-------- PROVIDED DATA --------
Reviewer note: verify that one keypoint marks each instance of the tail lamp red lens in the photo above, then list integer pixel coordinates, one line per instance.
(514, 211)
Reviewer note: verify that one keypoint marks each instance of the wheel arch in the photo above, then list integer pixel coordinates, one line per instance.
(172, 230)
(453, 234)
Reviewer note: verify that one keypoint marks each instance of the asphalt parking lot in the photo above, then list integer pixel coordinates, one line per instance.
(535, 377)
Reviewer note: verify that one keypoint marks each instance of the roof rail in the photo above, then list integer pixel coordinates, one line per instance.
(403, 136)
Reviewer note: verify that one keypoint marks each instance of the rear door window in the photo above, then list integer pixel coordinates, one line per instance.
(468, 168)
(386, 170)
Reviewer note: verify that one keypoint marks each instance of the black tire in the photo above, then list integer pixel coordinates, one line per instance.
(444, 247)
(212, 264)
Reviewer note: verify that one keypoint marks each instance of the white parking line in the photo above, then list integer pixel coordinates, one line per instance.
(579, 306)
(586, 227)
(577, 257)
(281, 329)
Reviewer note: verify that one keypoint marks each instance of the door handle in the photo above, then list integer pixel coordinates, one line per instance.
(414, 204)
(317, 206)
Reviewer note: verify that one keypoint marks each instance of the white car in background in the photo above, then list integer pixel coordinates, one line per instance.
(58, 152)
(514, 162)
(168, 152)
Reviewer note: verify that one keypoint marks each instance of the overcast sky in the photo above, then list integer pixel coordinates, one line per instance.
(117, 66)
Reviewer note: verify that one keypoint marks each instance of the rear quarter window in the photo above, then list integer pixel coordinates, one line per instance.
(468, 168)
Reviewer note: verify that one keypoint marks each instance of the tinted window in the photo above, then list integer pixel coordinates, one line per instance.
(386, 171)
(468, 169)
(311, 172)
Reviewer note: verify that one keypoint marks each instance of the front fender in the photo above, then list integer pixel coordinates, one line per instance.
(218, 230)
--------
◆ **WHAT THIS TASK INVOLVES**
Return all of the data precisely as it appears.

◆ **COMPLETE OUTPUT**
Reviewer note: verify that one keypoint marks each instance of the tail lamp red lens in the photo above, then list integer pixel coordinates, one line per instance.
(514, 211)
Reviewer note: verify that one keypoint marks each instance of the wheel arch in the photo above, then list integer pixel coordinates, one line per instance.
(172, 230)
(453, 234)
Reviewer note: verify that one keypoint marks each instance of the asphalt parking lot in the photo above, then list integer pixel coordinates, one line per instance.
(535, 377)
Reviewer note: verify that one keypoint marks each instance of the roof rail in the photo above, then list integer pixel coordinates, one line per instance.
(403, 136)
Reviewer note: verify that one keypoint marks each instance of the rear door window in the photo above, then list integer pixel coordinates, one line per instance.
(468, 168)
(386, 170)
Reviewer note: verify that one keypoint marks each instance of the black tire in the photo above, then list integer pixel coordinates, one line per instance.
(444, 247)
(212, 264)
Reviewer note: verify that one keypoint marks each instance of the white parking line in the photo above, then list integer pixel coordinates, one line per instance.
(579, 306)
(586, 227)
(577, 257)
(281, 329)
Reviewer note: verify that one keypoint marks each instance of the door handle in the photo above, then list integer pixel coordinates, one line per instance.
(414, 204)
(317, 206)
Reviewer note: verify that one keypoint marks each instance of the white car in background in the photo above, then list integer pixel coordinates, one line per instance.
(58, 152)
(514, 162)
(168, 152)
Reviewer note: verify that one keypoint marks each instance of the overcast sky in the photo above, then list integer pixel coordinates, one line per instance.
(117, 66)
Reviewer note: verify that one keypoint marks each instance of the rear quarter window in the photo above, then list integer pixel coordinates, one line per instance.
(468, 168)
Reviewer note: verify that one keypoint marks each instance of the tinted window in the photo above, then list integer pixel coordinates, one line per instance.
(386, 171)
(468, 169)
(311, 172)
Reviewer note: verify that one keypoint marks each instance of the front fender in the photo above, then list integer pixel coordinates, one line per instance.
(218, 230)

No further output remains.